#### Document:

# 3.3: Categorization and Distributed Representations

• Contributed by

Figure $$3.7$$: Schematic of a hierarchical sequence of categorical representations processing a face input stimulus. Representations are distributed at each level (multiple neural detectors active). At the lowest level, there are elementary feature detectors (oriented edges). Next, these are combined into junctions of lines, followed by more complex visual features. Individual faces are recognized at the next level (even here multiple face units are active in graded proportion to how similar people look). Finally, at the highest level are important functional "semantic" categories that serve as a good basis for actions that one might take -- being able to develop such high level categories is critical for intelligent behavior.

As explained in the introduction to this chapter, the process of forming categorical representations of inputs coming into a network enables the system to behave in a much more powerful and "intelligent" fashion (Figure 3.7). Philosophically, it is an interesting question as to where our mental categories come from -- is there something objectively real underlying our mental categories, or are they merely illusions we impose upon reality? Does the notion of a "chair" really exist in the real world, or is it just something that our brains construct for us to enable us to get by (and rest our weary legs)? This issue has been contemplated since the dawn of philosophy, e.g., by Plato with his notion that we live in a cave perceiving only shadows on the wall of the true reality beyond the cave. It seems plausible that there is something "objective" about chairs that enables us to categorize them as such (i.e., they are not purely a collective hallucination), but providing a rigorous, exact definition thereof seems to be a remarkably challenging endeavor (try it! don't forget the cardboard box, or the lump of snow, or the miniature chair in a dollhouse, or the one in the museum that nobody ever sat on..). It doesn't seem like most of our concepts are likely to be true "natural kinds" that have a very precise basis in nature. Things like Newton's laws of physics, which would seem to have a strong objective basis, are probably dwarfed by everyday things like chairs that are not nearly so well defined (and "naive" understanding of physics is often not actually correct in many cases either).

#### Given request 1:
Count the lines of the records that contain the word "could", and give only that number.
The passage on categorization and the records were taken from unrelated sources.

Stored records

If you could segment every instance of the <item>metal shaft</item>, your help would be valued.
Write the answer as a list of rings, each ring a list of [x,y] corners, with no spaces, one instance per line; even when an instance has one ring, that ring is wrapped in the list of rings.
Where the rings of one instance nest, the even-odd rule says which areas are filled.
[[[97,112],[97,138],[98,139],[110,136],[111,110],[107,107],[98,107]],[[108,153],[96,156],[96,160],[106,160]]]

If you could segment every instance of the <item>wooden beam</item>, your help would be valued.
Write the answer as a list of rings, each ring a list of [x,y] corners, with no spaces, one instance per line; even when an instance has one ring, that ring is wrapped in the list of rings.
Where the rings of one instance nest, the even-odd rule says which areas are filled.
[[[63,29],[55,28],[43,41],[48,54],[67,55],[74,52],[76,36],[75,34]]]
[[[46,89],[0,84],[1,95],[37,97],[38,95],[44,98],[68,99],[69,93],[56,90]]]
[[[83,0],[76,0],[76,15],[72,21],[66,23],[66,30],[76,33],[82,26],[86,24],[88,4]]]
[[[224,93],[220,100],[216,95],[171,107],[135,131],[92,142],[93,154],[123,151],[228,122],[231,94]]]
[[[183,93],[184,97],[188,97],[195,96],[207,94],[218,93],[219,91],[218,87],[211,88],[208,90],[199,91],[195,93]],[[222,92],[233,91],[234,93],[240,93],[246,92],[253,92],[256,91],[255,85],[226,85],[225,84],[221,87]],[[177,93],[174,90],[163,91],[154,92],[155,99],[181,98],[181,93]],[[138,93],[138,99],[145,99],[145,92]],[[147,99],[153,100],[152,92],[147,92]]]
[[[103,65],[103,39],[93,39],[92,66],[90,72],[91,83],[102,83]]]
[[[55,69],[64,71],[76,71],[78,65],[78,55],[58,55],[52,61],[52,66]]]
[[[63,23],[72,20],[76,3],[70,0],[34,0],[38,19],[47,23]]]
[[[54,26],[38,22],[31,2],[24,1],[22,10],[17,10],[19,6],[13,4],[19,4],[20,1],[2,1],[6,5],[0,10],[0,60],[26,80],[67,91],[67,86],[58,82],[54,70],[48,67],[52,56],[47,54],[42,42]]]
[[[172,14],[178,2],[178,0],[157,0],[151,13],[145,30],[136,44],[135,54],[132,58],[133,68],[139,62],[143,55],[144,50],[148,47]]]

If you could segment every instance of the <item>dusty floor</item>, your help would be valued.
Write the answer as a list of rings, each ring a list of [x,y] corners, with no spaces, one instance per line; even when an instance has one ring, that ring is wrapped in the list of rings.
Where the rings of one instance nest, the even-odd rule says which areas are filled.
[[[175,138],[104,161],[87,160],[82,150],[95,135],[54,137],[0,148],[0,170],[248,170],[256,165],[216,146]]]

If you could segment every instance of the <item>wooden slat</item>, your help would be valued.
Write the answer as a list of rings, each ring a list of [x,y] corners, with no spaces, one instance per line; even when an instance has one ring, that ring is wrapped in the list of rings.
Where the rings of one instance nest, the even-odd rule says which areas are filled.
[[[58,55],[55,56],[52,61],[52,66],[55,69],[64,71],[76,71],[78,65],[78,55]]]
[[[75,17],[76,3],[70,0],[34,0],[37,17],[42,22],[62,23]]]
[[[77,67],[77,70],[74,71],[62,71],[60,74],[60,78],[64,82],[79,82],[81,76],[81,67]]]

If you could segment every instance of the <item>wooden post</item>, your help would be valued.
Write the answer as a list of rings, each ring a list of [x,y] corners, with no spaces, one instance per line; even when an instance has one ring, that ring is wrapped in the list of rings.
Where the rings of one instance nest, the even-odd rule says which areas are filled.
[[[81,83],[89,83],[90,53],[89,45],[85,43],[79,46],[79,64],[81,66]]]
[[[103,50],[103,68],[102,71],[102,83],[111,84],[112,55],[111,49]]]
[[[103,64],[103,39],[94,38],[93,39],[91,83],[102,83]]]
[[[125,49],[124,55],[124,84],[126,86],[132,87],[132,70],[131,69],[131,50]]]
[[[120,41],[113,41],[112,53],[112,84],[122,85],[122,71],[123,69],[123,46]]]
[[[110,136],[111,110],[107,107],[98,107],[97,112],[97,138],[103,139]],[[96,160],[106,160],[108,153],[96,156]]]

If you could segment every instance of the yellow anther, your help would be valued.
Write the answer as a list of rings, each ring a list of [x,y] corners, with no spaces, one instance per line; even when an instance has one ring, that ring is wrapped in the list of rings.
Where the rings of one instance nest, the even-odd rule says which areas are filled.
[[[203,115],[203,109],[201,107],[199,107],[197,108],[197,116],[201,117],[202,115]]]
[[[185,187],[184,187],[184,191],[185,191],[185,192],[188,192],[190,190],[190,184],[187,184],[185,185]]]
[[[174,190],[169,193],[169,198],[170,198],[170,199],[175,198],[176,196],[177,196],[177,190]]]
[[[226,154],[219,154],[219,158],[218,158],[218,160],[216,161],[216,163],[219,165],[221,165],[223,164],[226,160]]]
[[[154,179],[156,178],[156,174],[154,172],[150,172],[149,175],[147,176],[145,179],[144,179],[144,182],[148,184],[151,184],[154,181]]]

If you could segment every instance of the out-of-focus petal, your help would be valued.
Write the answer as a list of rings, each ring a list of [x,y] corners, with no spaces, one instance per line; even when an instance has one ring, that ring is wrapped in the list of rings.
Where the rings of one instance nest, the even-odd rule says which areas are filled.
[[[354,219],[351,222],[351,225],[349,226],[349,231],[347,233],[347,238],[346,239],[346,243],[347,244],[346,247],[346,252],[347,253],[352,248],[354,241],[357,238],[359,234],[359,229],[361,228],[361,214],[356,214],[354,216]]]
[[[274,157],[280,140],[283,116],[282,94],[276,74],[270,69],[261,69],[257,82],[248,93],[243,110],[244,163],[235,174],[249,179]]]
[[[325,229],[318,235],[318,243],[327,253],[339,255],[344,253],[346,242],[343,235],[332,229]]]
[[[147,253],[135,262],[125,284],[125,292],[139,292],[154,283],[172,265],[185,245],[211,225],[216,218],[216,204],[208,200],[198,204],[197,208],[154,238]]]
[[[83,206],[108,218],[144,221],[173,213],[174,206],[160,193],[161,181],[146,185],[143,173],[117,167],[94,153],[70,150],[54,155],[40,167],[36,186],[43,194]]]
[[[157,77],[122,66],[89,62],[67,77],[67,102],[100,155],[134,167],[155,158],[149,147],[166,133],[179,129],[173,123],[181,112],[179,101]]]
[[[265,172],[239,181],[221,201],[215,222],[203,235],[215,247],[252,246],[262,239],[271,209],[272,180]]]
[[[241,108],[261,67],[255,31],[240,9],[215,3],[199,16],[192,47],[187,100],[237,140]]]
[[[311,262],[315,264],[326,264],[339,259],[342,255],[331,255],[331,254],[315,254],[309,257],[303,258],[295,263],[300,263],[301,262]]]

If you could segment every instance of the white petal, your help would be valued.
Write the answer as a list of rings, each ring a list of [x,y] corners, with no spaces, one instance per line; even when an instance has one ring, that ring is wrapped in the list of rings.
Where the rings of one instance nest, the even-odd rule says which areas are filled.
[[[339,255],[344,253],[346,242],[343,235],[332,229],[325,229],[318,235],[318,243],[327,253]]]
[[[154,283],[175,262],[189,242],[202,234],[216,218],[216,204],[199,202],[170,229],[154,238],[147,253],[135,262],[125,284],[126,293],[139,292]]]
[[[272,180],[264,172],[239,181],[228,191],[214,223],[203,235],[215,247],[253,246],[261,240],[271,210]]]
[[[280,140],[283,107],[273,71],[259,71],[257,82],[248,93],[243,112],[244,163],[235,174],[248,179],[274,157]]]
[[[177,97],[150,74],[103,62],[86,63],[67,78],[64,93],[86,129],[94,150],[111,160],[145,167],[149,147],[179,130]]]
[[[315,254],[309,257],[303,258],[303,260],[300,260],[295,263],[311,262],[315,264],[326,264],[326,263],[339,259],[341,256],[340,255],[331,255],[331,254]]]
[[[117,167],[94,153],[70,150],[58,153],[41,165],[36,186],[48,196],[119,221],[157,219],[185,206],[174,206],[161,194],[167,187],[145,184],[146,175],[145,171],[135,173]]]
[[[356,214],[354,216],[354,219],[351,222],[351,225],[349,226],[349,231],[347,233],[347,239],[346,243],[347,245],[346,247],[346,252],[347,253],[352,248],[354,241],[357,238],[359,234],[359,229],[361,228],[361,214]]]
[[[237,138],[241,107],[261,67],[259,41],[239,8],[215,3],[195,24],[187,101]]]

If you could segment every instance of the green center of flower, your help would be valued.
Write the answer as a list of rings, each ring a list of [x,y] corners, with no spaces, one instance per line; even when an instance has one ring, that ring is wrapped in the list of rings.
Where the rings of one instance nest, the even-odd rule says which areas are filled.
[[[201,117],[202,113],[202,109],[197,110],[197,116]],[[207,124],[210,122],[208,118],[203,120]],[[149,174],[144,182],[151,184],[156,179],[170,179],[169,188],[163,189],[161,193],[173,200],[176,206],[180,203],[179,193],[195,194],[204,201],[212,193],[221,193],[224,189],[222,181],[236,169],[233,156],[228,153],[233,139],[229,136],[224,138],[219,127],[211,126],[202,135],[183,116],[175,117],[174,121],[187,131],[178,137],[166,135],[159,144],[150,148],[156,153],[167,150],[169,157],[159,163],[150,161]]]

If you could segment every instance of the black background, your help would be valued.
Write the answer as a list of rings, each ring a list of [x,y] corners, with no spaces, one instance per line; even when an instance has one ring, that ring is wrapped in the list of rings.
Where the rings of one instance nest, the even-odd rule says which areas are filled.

#### Given request 2:
Please restate the passage on categorization from "Figure $$3.7$$: Schematic" to "for intelligent behavior.", renaming "detectors" as "sensors".

#### Exercise response 1:
10

#### Exercise response 2:
Figure $$3.7$$: Schematic of a hierarchical sequence of categorical representations processing a face input stimulus. Representations are distributed at each level (multiple neural sensors active). At the lowest level, there are elementary feature sensors (oriented edges). Next, these are combined into junctions of lines, followed by more complex visual features. Individual faces are recognized at the next level (even here multiple face units are active in graded proportion to how similar people look). Finally, at the highest level are important functional "semantic" categories that serve as a good basis for actions that one might take -- being able to develop such high level categories is critical for intelligent behavior.